#### Work order
From the reflection on music below, list every instrument the writer names as one that tunes the heart.

#### Supplied passage
+===+
As always happens during Advent and Christmas, I’m giving thanks for the remarkable gift of music, a gift as necessary for my spirit as breath is for my body and nearly as impossible for me to make. Other than singing hymns in church, with Bruce Springsteen in the shower, and with Van Morrison in the car, I can’t make music. I depend on the cadences, melodies, and harmonies of creation and on the skills and imaginations of real musicians.

It’s not because I haven’t tried.

When I was in junior high school, I played clarinet for about a year. In those days, though, boys who played football had to choose between “band” and athletics. I chose football (actually, it’s truer to say that football was chosen for me). It’s just as well; I doubt that I’d have become much of a clarinetist. Besides, I’ve since discovered that the instruments which tune my heart are voice, guitar, flute, organ (pipe and Hammond b3s!), and piano.

Just a few years ago, while still serving as pastor of a busy downtown congregation, I found a piano teacher with a studio near the church and signed-up for weekly 30-minute lessons. On Thursdays, midmorning, I’d disappear from the office, walk to the studio, have a lesson, and walk back. Usually, I was away for less than an hour.

I’d practice on the inexpensive upright spinet we’d bought when our children were little and Anita was serving as a part-time Minister of Music. Sometimes, when I was at the office late or early and could be sure not to be discovered, I’d drill for a few minutes on one of the scores of pianos scattered around the building.
+===+
Stored dataset items:
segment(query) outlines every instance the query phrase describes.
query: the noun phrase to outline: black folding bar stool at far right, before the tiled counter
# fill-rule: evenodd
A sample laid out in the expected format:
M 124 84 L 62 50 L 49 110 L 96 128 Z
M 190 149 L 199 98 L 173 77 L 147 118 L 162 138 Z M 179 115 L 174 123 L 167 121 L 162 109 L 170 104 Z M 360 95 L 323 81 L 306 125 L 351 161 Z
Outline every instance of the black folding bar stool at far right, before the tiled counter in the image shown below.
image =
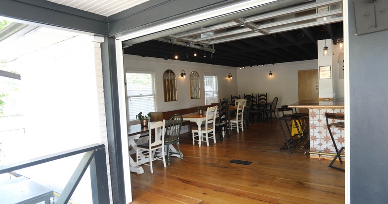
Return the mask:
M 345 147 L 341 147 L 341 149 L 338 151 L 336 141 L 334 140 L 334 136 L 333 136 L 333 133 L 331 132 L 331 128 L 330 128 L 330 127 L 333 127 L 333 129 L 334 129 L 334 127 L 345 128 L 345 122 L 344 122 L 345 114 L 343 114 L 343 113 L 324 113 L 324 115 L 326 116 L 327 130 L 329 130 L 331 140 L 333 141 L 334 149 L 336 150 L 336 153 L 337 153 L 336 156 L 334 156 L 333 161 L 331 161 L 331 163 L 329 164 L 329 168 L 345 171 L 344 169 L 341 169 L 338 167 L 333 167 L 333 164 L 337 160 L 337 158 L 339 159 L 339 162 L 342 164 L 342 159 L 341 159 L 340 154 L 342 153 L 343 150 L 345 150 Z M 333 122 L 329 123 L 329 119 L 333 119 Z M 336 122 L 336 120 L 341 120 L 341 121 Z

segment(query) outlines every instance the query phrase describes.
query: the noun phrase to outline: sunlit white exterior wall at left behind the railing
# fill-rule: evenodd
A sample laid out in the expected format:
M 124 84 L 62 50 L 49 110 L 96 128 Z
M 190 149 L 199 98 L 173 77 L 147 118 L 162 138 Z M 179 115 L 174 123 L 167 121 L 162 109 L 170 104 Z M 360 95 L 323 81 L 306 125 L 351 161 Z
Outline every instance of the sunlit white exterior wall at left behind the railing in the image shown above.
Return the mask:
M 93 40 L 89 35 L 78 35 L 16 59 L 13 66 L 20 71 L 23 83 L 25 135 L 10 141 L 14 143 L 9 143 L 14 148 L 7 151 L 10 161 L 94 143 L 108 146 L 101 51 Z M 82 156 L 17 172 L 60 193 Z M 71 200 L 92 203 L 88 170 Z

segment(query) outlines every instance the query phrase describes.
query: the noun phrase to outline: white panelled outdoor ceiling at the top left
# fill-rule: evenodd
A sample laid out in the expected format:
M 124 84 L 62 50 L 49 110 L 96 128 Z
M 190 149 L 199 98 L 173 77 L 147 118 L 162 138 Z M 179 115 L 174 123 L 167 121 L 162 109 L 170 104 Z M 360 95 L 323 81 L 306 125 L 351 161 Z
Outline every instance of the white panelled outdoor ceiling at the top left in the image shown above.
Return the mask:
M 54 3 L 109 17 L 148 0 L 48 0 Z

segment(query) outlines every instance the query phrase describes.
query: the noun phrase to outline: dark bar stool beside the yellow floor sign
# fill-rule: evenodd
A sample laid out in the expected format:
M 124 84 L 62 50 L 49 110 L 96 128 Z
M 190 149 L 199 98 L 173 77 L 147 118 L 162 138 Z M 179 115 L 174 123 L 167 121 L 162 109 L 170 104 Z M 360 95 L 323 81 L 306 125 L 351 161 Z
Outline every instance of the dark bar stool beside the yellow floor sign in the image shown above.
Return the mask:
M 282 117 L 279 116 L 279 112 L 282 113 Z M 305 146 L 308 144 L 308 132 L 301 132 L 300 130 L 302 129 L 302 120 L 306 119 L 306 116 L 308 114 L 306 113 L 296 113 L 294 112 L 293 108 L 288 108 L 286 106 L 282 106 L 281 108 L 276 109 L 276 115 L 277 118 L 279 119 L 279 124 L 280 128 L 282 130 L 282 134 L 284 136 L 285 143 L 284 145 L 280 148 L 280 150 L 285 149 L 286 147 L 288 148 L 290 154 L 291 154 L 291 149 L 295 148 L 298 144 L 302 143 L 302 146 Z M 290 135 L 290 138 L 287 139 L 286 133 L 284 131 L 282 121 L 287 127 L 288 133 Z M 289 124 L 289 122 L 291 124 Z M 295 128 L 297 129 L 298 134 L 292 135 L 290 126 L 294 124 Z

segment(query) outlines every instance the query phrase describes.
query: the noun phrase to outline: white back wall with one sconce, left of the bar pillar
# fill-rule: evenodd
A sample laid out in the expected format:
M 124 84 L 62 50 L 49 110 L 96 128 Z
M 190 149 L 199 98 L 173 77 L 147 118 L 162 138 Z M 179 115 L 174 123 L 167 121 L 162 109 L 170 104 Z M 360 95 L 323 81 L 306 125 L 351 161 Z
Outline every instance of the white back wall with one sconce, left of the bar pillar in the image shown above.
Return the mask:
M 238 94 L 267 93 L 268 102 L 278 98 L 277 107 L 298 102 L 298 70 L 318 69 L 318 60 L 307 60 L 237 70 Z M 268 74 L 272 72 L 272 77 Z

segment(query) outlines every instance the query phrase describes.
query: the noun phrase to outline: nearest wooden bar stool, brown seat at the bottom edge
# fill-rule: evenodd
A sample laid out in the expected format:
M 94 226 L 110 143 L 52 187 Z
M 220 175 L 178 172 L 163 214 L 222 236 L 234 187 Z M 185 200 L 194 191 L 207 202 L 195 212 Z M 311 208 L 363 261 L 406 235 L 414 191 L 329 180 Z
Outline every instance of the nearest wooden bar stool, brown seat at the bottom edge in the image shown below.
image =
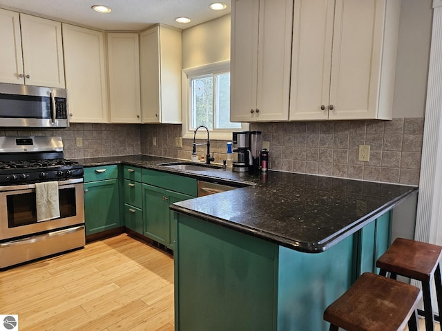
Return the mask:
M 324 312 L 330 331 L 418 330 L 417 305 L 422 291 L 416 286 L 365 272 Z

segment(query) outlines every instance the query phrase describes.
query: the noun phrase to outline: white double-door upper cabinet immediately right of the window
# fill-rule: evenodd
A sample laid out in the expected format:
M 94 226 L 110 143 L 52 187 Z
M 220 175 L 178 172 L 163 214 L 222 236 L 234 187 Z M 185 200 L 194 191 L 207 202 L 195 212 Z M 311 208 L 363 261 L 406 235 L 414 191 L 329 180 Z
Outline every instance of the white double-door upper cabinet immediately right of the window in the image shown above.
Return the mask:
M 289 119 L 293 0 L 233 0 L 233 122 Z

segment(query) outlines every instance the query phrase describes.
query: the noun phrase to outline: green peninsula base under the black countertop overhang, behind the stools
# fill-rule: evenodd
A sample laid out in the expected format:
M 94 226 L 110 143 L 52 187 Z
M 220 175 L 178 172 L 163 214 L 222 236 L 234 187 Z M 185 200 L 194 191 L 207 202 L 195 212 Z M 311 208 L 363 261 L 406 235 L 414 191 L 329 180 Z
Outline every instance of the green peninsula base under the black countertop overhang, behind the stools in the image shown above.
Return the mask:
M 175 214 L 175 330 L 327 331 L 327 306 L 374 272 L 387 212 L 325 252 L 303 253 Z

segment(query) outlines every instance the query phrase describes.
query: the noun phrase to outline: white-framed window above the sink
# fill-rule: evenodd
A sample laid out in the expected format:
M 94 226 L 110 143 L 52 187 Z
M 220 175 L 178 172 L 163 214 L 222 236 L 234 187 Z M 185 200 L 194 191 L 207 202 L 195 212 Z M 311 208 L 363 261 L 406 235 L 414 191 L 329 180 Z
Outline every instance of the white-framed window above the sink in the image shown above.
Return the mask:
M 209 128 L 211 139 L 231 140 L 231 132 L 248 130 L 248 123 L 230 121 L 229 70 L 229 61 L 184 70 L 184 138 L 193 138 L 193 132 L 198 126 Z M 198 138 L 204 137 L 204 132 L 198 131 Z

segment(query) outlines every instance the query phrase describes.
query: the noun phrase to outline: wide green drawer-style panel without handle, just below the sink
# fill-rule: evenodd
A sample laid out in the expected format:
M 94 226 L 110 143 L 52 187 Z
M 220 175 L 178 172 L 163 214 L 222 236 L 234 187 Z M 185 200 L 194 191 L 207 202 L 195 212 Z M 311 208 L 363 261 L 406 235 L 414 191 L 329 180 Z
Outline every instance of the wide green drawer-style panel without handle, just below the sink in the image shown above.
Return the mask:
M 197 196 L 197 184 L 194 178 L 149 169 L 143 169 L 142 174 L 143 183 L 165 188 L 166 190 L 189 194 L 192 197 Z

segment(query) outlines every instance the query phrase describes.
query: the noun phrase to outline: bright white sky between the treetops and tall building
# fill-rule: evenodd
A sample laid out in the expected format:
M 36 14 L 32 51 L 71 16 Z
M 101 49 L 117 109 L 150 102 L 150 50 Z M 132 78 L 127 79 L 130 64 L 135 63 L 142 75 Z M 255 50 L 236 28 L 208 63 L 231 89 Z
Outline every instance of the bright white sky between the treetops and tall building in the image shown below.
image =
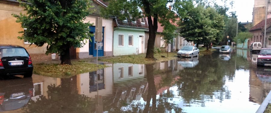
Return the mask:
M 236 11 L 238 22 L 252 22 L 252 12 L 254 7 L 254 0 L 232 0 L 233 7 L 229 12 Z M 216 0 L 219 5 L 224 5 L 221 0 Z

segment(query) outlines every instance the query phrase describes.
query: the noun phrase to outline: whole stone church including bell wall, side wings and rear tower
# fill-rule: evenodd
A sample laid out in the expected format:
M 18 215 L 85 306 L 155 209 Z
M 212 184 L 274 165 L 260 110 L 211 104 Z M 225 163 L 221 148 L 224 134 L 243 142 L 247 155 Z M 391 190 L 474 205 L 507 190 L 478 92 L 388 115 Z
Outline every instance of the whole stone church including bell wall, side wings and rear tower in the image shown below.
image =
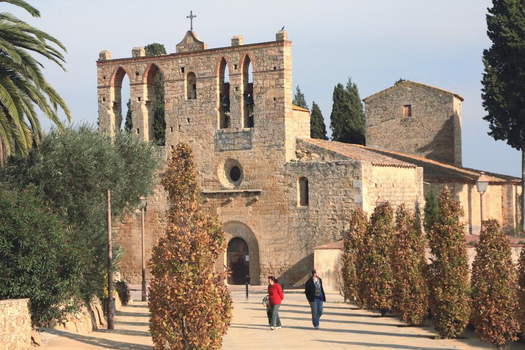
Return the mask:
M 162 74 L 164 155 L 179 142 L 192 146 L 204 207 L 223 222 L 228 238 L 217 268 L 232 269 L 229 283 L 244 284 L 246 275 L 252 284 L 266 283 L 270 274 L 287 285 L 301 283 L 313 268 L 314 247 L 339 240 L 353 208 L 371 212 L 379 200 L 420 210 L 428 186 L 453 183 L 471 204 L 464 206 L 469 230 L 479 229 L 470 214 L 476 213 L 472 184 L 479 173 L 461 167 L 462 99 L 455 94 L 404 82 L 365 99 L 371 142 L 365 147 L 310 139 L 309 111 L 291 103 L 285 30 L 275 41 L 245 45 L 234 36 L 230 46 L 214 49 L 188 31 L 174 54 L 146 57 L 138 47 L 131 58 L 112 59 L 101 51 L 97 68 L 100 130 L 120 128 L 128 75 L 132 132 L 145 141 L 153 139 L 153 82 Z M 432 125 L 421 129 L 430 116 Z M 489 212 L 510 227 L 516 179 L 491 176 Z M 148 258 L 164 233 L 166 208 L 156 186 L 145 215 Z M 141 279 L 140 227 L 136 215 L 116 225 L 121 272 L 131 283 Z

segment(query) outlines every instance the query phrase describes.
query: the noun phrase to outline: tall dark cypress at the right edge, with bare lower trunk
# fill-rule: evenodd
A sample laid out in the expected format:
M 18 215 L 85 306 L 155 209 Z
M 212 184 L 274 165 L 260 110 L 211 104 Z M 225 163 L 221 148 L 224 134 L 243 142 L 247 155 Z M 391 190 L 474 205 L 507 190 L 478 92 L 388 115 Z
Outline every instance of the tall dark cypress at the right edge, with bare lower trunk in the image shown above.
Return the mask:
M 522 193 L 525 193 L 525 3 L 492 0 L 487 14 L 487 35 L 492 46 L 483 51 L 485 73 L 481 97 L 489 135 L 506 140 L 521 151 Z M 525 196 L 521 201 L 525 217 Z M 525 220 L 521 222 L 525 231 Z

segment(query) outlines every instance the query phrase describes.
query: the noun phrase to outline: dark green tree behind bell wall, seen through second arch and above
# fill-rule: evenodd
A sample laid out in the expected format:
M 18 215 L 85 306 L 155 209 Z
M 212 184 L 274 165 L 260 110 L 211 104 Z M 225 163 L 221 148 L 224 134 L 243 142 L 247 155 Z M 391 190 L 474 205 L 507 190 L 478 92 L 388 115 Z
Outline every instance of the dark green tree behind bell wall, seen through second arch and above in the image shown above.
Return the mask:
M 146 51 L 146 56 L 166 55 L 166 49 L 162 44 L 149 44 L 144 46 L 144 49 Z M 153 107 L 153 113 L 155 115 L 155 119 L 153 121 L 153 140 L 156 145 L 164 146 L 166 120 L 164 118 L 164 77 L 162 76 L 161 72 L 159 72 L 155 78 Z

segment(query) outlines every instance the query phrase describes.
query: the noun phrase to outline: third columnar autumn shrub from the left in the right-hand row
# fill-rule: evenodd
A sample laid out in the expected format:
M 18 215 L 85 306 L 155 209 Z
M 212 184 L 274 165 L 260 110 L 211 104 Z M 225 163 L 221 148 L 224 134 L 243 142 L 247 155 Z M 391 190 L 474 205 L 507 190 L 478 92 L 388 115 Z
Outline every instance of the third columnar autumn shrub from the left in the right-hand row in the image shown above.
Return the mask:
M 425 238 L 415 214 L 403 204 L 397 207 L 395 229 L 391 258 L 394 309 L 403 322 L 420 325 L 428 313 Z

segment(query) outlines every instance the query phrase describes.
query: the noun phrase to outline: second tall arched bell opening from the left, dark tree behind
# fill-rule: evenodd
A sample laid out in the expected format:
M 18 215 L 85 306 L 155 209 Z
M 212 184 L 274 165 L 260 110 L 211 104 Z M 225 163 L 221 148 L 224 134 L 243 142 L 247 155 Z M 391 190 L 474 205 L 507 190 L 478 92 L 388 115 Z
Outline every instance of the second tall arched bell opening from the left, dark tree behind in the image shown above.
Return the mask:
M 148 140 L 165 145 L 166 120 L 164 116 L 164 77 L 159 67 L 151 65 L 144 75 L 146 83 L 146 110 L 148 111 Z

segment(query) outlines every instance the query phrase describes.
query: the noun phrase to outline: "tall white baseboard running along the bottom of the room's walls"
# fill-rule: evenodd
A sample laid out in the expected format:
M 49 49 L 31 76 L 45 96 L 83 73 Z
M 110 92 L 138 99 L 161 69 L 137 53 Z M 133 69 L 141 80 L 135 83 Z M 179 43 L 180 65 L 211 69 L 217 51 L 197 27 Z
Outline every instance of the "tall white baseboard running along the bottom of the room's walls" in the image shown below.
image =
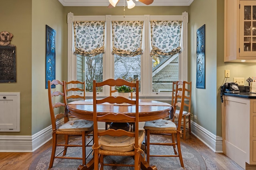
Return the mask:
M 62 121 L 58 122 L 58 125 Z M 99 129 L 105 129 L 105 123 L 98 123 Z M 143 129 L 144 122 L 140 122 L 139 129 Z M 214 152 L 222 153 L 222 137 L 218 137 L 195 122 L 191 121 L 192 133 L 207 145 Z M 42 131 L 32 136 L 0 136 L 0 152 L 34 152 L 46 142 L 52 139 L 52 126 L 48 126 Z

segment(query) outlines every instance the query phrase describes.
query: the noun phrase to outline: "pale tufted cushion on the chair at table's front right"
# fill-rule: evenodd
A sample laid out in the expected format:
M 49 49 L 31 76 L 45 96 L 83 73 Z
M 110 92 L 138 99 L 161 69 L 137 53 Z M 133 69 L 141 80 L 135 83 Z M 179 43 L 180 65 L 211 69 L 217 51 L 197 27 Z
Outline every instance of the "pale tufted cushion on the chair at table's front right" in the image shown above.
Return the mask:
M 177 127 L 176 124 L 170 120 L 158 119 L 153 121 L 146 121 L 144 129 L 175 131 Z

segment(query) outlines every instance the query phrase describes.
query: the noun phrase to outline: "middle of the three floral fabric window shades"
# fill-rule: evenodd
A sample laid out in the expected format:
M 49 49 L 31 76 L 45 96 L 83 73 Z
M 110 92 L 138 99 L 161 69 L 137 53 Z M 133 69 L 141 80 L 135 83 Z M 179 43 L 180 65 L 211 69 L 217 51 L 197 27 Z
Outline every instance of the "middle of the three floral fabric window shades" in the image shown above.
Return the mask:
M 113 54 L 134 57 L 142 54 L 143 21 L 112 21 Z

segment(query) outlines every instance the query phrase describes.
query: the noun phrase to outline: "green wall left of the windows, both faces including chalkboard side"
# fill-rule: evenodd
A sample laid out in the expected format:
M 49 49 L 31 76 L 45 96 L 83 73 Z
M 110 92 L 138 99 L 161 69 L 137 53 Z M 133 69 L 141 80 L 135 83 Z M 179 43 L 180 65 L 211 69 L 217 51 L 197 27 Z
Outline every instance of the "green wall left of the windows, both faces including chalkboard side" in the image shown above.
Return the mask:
+===+
#### Solution for this exercise
Voice, guitar, flute, organ (pipe and Hammond b3s), and piano.